> **Tasks to complete**
a. In the excerpt on life's trials, put this sentence into Spanish: "Thankfully, by the grace of God, the more we concentrate on becoming like unto the Savior, on sublimating our will to the will of the Father, we can dramatically decrease our tendency to whine, feel sorry for ourselves, or in other ways respond like the natural man."
b. Carry on with the excerpt about trials and becoming like the Savior, starting after its final sentence.

> **Document excerpt**
= Beginning of Section =

From this we learn that illuminating gospel truth that we are here on this earth to be tried, and to be tested, a purpose that President Thomas S. Monson, the living prophet of the Lord on the earth today, reminded us of in October.

“This should be our purpose—to persevere and endure, yes, but also to become more spiritually refined as we make our way through sunshine and sorrow. Were it not for challenges to overcome and problems to solve, we would remain much as we are, with little or no progress toward our goal of eternal life.”
WE ARE TO BECOME EVEN AS THE SAVIOR 

So, here we are on the earth, living life, hoping for eternal life, but naturally selfish and unkind and prone to sin. And yet, upon his visit to the Nephite people on the American continent after his resurrection and Atonement, he taught the people “Therefore, what manner of men ought ye to be? Verily I say unto you, even as I am.”  Not, as good as you can be. Not, do more good than you do evil. Not , love everybody and the karma comes back around. But astonishingly, staggeringly, he commands us to be ‘even as I am.’
Thankfully, by the grace of God, the more we concentrate on becoming like unto the Savior, on sublimating our will to the will of the Father, we can dramatically decrease our tendency to whine, feel sorry for ourselves, or in other ways respond like the natural man.

In that same October address, the Prophet explained, When the pathway of life takes a cruel turn, there is the temptation to ask the question “Why me?” At times there appears to be no light at the end of the tunnel, no sunrise to end the night’s darkness. We feel encompassed by the disappointment of shattered dreams and the despair of vanished hopes. We join in uttering the biblical plea, “Is there no balm in Gilead?”1 We feel abandoned, heartbroken, alone. We are inclined to view our own personal misfortunes through the distorted prism of pessimism. We become impatient for a solution to our problems, forgetting that frequently the heavenly virtue of patience is required.
Does this sound familiar? Oh Boy. It did to me anyway. President Monson went on to explain the importance of learning from the hard times, of refusing to be broken by them, and of coming through them a better person.

Our Heavenly Father, who gives us so much to delight in, also knows that we learn and grow and become stronger as we face and survive the trials through which we must pass. We know that there are times when we will experience heartbreaking sorrow, when we will grieve, and when we may be tested to our limits. However, such difficulties allow us to change for the better, to rebuild our lives in the way our Heavenly Father teaches us, and to become something different from what we were—better than we were, more understanding than we were, more empathetic than we were, with stronger testimonies than we had before.

= End of Section =

Dataset entries
= Beginning of Section =

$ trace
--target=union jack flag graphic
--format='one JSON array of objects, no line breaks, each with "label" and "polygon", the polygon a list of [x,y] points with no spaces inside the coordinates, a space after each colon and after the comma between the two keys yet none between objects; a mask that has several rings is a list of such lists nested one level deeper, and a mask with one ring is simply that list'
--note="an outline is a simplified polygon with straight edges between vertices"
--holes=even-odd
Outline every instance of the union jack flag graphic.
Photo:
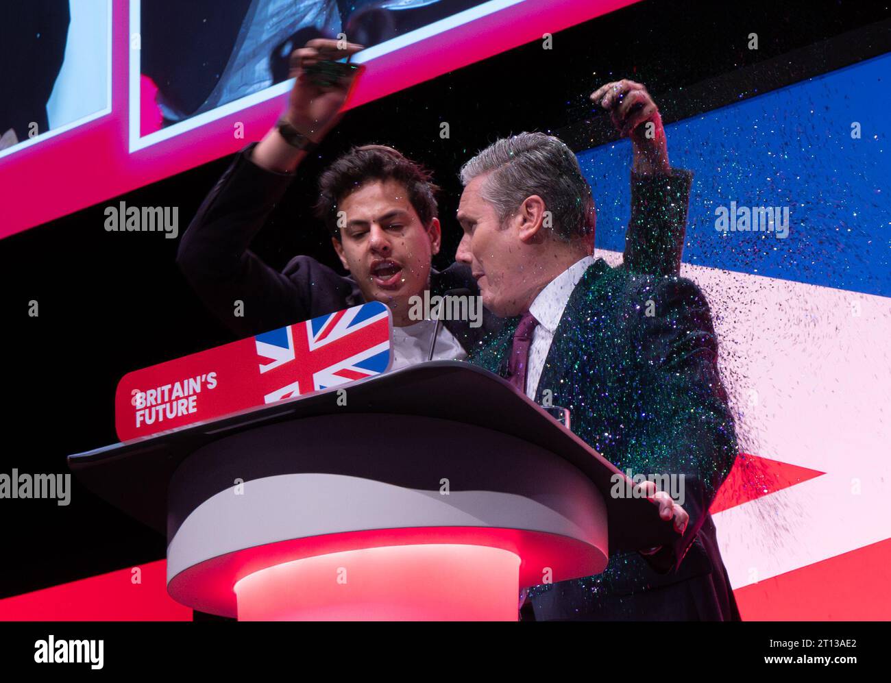
[{"label": "union jack flag graphic", "polygon": [[264,402],[386,372],[388,320],[387,307],[372,302],[257,335]]},{"label": "union jack flag graphic", "polygon": [[124,376],[121,441],[178,429],[355,379],[391,364],[389,309],[372,301]]}]

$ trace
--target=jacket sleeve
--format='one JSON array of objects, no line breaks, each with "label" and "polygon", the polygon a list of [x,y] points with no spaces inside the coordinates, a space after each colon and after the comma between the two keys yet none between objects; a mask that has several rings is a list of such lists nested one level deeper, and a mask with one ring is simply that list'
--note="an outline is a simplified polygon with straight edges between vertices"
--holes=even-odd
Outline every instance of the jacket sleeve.
[{"label": "jacket sleeve", "polygon": [[[239,153],[210,191],[183,235],[176,264],[198,297],[240,337],[310,316],[310,288],[299,287],[308,264],[292,261],[286,273],[269,267],[248,246],[288,188],[293,174],[267,171]],[[298,257],[299,258],[299,257]],[[308,257],[302,257],[310,261]],[[235,302],[243,302],[236,316]]]},{"label": "jacket sleeve", "polygon": [[631,389],[634,418],[626,457],[635,474],[682,477],[678,491],[690,516],[687,528],[673,545],[645,556],[653,569],[666,573],[680,568],[733,466],[738,444],[705,297],[683,278],[648,281],[633,335],[641,378]]},{"label": "jacket sleeve", "polygon": [[631,272],[677,275],[687,232],[687,207],[693,173],[631,175],[631,220],[623,264]]}]

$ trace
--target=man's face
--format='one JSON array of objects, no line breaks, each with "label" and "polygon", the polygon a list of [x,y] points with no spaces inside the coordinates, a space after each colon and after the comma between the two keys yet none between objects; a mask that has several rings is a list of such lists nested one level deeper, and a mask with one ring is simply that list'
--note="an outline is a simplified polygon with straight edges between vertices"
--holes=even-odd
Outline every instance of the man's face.
[{"label": "man's face", "polygon": [[519,232],[522,217],[509,217],[500,224],[495,207],[479,195],[486,177],[478,175],[461,195],[457,218],[464,234],[455,260],[470,266],[483,305],[508,318],[524,313],[535,285],[524,263],[527,250]]},{"label": "man's face", "polygon": [[430,259],[439,251],[439,221],[424,228],[396,181],[372,181],[340,202],[346,226],[334,249],[359,285],[366,301],[393,311],[396,324],[407,324],[408,299],[421,295]]}]

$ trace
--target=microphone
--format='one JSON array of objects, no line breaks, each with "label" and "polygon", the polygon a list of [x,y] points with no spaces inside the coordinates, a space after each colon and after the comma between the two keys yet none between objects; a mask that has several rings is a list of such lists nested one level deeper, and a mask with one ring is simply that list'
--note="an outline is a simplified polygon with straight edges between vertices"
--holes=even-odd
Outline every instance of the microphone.
[{"label": "microphone", "polygon": [[427,354],[428,361],[433,360],[433,349],[436,348],[437,337],[439,336],[439,329],[442,327],[443,324],[442,313],[443,313],[443,306],[446,305],[446,299],[448,297],[469,297],[469,296],[470,296],[470,290],[468,289],[466,287],[459,287],[455,288],[454,289],[448,289],[443,296],[442,301],[440,301],[439,305],[437,306],[437,313],[436,313],[437,324],[433,328],[433,338],[430,339],[430,350],[429,353]]}]

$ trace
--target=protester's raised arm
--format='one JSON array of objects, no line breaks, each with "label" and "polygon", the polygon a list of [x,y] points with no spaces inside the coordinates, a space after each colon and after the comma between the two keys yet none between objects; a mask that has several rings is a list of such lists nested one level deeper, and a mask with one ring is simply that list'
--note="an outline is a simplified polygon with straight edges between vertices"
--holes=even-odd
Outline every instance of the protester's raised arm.
[{"label": "protester's raised arm", "polygon": [[294,86],[288,105],[266,137],[254,149],[251,159],[261,168],[292,173],[307,154],[307,145],[316,145],[342,116],[343,105],[362,67],[345,64],[362,49],[354,43],[317,38],[290,55]]}]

= End of Section =

> **Answer set**
a. Afortunadamente, por la gracia de Dios, cuanto más nos concentramos en llegar a ser semejantes al Salvador, en someter nuestra voluntad a la voluntad del Padre, más podemos reducir drásticamente nuestra tendencia a quejarnos, a sentir lástima de nosotros mismos o a reaccionar de otras maneras como el hombre natural.

b.
The key to becoming something ‘different from what we were” and ‘Better than we were” lies in the most important of all intangible gifts

The Gift of the Atonement enables us to become better than we were.
So often forgotten in our daily ‘gratitudes,’ or mouthed as a ‘Sunday school’ answer “Oh, of course, and that.”  The gift of the Atonement should never be a postscript in our mental gratitude journals. It will transform our existence on this earth, and bring HOPE to every moment of our struggling, fallen, imperfect life, if we let it.

Neal A Maxwell explained, in the same talk from 2001 I have been quoting so heavily
Ultimate hope, of course, is tied to Jesus and the great Atonement, with its free gift of the universal Resurrection and the proffer of God’s greatest gift, eternal life (see Moro. 7:40–41; Alma 27:28; D&C 6:13; D&C 14:7).

The Atonement: Ressurection vs. Eternal Life
Do not miss the careful doctrinal distinction. Because Christ died on the cross and rose again on the third day, he broke the bonds of death, and ALL MANKIND, every living soul on this earth, will be resurrected when he comes again. We will ALL live again, good, bad, and in between.

However, the greatest gift, is the gift that Elder Maxwell describes as ‘proffered’ – a gift we are given a chance at receiving, but no guarantee – the gift of a eternal life, meaning, a live in the presence of Heavenly Father, Jesus Christ, and our own eternal families. THIS gift was achieved in what went on BEFORE the cross, in the Garden of Gethsamane, where Christ literally sweat ‘even as it were, great drops of blood’ as he took upon him all the sins of mankind. Where he paid for every murder, every rape, every unkind thought and petty thievery, every moment of ingratitude and selfishness.
Again from Elder Maxwell.
“Several scriptures describe the essence of that glorious and rescuing Atonement, including a breathtaking, autobiographical verse confiding how Jesus “would that I might not drink the bitter cup, and shrink” (D&C 19:18). Since the “infinite atonement” required infinite suffering, the risk of recoil was there! (2 Ne. 9:7; Alma 34:12). All humanity hung on the hinge of Christ’s character! Mercifully, He did not shrink but “finished [His] preparations unto the children of men” (D&C 19:19).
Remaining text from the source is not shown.